## TEXT PASSAGE
=== Begin Enclosure ===
This observation is an encouraging outcome of our computational approach since the A\(\beta\) self-recognition element \(^{16}\)KLVFFA\(^{21}\) is a major target of A\(\beta\) aggregation inhibitors. Naturally, many of them are peptides or peptidomimetics designed from this sequence [53], including cyclic peptides [54,55,56]. Nonetheless, high throughput screening approaches allows to identify peptide inhibitors with more diverse sequences than the self-recognition one. For instance, Richman et al. synthesized a library of head-to-tail cyclic D,L-\(\alpha\)-hexapeptides and identified among them the two sequences lLwHsK and sHwHsK (where lower and upper case letters denote D- and L-amino acids, respectively) which can inhibit A\(\beta\) aggregation [57]. In another study, Wang et al. performed an in silico screening of amyloidogenic hexapeptide databases to find those which are prone to dimerize into a \(\beta\)-sheet. Among 11 identified ones, 6 hexapeptides exhibited strong binding affinity to A\(\beta\) in SPR experiments, and among them, the two sequences CTRIYWG and GTVWWG could strongly inhibit A\(\beta\) aggregation in ThT fluorescence assays [58]. It could be noted that these two experimental studies revealed peptides with amino acids (Ile, Leu, Thr, Trp, and Tyr) similar to those which frequently appear in Des3PI sequences. This suggests that our approach could design potential good peptide binders and inhibitors of A\(\beta\) oligomers.

Validation of Des3PI peptides by blind docking

To validate the method, we set up a two-step computational procedure to check whether or not the generated peptides are likely to succeed. First, the selected peptides were blindly docked on the protein target by using the ADCP program [37, 38]. We considered that a peptide passes this test if at least one binding mode among the 5% lowest scores is retrieved close to the Des3PI hotspots with a RMSD of the peptide C\(\alpha\) atoms lower than 10 Å. Secondly, we selected the protein-peptide complex with the lowest peptide RMSD (among the 5% best scores), and verify its stability by molecular dynamics simulations.
=== End Enclosure ===
## RECORDED INFORMATION
=== Begin Enclosure ===
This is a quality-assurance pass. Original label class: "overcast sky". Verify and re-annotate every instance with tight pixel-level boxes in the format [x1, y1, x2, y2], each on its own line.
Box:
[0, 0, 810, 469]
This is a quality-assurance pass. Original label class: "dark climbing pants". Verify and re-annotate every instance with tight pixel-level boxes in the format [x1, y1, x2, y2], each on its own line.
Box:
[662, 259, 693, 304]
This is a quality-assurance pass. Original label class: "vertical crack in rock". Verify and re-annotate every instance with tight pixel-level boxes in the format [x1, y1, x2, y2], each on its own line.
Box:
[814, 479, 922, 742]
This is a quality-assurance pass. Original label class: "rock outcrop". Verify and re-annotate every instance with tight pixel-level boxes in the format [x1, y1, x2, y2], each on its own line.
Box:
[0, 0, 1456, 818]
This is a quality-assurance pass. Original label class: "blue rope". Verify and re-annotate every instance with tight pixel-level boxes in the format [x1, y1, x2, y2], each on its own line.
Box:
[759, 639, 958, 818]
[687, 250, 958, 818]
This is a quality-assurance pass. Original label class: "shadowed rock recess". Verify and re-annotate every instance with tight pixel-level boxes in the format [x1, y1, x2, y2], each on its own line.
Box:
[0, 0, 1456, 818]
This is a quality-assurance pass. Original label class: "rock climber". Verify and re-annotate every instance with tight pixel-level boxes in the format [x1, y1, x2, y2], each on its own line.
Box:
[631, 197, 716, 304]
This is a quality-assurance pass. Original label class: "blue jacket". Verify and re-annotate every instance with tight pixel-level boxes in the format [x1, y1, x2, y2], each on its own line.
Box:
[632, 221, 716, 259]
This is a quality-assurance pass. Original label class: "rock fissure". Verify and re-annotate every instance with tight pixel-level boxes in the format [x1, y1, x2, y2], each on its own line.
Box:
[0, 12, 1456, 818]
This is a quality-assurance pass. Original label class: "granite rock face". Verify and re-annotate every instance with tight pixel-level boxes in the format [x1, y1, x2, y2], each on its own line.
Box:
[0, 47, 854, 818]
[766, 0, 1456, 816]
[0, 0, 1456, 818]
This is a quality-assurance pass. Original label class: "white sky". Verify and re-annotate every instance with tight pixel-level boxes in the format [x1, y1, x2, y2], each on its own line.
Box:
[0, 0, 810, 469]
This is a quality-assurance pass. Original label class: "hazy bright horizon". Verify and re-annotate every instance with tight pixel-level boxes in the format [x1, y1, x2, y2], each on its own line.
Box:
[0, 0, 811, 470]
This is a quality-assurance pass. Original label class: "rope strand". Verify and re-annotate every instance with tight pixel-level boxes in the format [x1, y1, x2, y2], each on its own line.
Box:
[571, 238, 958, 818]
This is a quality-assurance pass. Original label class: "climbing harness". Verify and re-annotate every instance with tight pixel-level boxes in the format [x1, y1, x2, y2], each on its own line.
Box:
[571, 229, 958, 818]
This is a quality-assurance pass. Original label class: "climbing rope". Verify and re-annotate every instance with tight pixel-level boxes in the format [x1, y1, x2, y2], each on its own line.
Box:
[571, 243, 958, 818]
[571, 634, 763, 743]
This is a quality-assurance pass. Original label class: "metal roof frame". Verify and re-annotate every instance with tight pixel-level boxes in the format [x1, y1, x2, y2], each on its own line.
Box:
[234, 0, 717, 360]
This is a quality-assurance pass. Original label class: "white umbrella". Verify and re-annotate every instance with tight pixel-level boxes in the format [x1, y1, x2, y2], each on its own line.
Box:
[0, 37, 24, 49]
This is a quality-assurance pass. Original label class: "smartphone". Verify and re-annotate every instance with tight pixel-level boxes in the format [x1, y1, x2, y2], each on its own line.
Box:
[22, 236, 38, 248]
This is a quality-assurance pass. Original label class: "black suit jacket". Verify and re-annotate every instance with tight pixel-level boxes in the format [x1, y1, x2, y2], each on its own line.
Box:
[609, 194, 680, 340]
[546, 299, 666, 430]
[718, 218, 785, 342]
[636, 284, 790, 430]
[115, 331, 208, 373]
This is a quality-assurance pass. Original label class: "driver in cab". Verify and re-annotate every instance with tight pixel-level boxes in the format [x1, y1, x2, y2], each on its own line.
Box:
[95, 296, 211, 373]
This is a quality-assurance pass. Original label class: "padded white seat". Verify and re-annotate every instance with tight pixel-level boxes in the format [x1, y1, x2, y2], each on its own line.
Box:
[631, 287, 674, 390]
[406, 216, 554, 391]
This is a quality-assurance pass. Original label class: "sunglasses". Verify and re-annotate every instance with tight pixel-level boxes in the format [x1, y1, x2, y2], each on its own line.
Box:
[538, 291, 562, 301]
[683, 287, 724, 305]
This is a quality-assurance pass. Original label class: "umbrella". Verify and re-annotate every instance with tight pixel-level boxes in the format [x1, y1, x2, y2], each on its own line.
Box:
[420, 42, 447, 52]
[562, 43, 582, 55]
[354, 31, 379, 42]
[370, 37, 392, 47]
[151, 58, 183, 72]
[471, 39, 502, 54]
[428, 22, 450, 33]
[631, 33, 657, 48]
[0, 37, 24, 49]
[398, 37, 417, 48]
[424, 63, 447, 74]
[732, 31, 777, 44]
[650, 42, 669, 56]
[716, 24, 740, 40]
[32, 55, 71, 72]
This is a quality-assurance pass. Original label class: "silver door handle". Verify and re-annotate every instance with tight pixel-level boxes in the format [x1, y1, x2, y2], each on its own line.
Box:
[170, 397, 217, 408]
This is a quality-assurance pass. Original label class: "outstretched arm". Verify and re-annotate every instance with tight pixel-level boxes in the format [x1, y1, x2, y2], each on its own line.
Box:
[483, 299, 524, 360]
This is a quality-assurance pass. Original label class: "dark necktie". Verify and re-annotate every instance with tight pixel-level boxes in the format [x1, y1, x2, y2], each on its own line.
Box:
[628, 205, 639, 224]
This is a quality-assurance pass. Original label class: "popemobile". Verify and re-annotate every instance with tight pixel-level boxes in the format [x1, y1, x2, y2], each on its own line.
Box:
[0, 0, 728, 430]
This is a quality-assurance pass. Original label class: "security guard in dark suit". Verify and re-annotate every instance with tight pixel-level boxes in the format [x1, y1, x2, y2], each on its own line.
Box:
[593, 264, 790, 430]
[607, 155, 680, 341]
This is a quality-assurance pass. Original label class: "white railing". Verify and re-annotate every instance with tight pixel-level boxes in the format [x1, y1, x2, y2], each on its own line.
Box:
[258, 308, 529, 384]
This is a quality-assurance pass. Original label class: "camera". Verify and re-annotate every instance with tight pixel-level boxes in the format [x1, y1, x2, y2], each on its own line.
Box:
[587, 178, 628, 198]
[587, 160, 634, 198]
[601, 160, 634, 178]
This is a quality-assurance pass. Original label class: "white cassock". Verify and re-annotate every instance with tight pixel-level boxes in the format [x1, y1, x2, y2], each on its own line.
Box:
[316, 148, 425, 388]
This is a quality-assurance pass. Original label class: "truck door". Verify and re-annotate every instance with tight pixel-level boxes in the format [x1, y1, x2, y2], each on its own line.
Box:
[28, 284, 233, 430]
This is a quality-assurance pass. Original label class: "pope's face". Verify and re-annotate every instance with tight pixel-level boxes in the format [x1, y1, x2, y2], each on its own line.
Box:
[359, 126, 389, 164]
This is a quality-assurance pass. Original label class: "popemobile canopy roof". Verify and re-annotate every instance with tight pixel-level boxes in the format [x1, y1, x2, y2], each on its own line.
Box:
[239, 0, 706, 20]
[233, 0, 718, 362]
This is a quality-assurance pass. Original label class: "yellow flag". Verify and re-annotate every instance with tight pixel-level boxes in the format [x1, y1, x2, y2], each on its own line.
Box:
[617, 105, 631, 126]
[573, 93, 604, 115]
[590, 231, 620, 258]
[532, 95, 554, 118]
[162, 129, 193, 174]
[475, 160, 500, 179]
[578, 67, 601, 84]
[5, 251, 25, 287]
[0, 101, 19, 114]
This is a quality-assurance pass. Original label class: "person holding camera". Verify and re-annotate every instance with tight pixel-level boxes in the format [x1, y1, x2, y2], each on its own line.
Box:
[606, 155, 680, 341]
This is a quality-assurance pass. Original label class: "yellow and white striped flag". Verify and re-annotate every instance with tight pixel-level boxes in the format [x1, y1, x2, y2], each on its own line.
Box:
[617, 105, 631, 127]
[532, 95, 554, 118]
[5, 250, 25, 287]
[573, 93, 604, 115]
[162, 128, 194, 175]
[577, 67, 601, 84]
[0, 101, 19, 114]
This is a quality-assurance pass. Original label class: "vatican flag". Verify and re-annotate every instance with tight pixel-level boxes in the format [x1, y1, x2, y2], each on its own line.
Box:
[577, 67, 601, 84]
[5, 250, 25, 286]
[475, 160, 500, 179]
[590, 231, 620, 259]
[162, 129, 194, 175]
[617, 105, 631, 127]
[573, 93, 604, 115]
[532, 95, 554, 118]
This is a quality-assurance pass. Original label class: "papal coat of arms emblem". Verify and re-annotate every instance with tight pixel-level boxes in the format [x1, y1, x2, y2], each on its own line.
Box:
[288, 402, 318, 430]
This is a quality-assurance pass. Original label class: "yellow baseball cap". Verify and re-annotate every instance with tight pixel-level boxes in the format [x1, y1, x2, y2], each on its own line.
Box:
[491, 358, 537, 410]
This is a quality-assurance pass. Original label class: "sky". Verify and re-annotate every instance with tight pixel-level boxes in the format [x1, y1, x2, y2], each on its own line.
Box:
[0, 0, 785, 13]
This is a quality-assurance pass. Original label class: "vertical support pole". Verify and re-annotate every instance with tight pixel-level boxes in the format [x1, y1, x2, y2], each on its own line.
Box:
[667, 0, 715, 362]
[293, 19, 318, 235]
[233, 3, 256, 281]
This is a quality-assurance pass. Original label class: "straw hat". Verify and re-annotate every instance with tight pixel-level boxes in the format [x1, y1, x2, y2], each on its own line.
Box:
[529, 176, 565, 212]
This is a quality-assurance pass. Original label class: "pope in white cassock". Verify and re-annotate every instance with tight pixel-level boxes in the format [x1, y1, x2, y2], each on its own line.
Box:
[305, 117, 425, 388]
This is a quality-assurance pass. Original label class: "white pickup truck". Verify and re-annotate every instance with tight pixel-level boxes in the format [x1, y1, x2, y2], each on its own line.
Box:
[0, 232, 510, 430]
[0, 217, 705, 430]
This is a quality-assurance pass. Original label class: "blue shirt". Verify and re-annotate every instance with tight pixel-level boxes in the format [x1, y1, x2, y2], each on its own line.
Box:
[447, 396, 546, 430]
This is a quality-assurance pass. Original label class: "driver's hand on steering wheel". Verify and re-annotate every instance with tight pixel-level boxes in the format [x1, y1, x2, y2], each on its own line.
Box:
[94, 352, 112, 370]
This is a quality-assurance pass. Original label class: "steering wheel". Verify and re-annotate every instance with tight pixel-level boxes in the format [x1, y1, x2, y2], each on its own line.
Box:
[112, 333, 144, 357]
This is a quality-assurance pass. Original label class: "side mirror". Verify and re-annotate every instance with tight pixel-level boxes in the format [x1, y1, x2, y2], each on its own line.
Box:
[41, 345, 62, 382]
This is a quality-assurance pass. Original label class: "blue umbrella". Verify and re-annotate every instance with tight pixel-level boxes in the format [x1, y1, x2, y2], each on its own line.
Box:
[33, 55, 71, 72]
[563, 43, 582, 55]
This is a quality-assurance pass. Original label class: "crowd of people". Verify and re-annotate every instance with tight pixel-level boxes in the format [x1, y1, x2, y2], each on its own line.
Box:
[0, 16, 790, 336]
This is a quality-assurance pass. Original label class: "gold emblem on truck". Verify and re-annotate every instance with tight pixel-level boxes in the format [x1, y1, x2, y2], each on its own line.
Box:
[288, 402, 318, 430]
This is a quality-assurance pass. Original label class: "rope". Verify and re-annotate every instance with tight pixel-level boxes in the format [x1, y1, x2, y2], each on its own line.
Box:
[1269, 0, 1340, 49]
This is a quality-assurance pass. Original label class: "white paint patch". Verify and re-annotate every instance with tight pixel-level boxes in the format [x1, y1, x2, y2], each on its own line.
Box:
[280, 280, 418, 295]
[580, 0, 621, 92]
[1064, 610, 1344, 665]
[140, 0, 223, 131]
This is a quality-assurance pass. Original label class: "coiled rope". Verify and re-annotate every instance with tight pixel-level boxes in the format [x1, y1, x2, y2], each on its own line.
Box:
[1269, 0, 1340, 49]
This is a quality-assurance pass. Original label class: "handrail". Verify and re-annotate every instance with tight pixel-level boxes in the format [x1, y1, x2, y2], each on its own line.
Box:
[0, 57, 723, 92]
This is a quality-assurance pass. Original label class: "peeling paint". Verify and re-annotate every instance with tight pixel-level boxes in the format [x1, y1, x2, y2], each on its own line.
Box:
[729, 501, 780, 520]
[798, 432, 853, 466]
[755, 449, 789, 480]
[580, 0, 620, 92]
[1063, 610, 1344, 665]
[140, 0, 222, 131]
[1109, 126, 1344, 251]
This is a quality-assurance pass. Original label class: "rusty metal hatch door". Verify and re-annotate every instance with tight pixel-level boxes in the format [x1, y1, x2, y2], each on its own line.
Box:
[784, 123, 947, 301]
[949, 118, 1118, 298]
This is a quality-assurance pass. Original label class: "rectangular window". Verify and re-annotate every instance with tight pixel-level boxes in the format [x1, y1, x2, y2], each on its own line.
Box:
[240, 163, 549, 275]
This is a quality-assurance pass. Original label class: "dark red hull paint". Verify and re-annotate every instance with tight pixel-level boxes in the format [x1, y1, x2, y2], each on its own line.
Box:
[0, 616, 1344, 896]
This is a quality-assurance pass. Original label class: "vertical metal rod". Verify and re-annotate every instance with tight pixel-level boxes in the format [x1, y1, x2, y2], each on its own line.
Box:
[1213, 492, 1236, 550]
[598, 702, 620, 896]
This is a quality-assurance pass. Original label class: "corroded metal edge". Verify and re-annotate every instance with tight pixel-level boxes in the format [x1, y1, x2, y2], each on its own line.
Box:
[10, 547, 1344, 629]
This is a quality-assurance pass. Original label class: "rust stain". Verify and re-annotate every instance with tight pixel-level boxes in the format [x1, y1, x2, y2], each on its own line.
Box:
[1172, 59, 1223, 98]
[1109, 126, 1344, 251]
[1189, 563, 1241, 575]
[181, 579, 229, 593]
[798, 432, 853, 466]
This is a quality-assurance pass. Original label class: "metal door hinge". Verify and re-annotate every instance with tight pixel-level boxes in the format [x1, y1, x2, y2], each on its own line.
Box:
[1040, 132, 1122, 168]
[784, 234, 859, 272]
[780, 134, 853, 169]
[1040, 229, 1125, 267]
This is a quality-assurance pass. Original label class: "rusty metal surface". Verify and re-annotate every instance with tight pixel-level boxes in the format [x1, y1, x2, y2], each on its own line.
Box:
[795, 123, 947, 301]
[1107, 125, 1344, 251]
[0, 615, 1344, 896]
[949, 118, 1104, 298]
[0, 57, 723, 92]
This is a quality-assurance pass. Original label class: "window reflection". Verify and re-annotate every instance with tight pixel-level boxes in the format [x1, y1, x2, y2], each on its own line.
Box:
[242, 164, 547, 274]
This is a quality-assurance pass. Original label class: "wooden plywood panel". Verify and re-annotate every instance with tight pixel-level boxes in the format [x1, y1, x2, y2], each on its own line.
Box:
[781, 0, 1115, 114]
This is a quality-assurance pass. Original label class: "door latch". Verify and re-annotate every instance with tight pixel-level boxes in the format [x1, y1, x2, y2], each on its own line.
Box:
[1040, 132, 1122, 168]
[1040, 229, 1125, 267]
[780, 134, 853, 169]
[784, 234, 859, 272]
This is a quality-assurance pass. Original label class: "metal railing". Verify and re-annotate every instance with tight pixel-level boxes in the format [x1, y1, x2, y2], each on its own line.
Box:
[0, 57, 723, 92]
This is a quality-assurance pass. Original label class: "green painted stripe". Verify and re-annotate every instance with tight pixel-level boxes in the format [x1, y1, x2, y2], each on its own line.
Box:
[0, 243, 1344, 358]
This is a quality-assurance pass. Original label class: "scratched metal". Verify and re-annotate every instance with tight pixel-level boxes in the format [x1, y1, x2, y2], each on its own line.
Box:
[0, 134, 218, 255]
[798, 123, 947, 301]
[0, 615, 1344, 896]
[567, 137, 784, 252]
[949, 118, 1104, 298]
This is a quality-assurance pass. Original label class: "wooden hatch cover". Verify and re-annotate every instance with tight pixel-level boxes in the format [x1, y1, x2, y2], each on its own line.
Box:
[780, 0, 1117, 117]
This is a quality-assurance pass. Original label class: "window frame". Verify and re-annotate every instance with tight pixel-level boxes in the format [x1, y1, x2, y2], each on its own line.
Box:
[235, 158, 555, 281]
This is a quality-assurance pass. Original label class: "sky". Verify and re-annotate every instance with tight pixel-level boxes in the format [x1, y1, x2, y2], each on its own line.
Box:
=== End Enclosure ===
## EXERCISE INSTRUCTIONS
In the text on Aβ peptide inhibitors, what is the maximum RMSD of the peptide Cα atoms allowed for a peptide to pass the blind docking test? The records play no part in what is asked here.

## WORKED SOLUTION
Lower than 10 Å.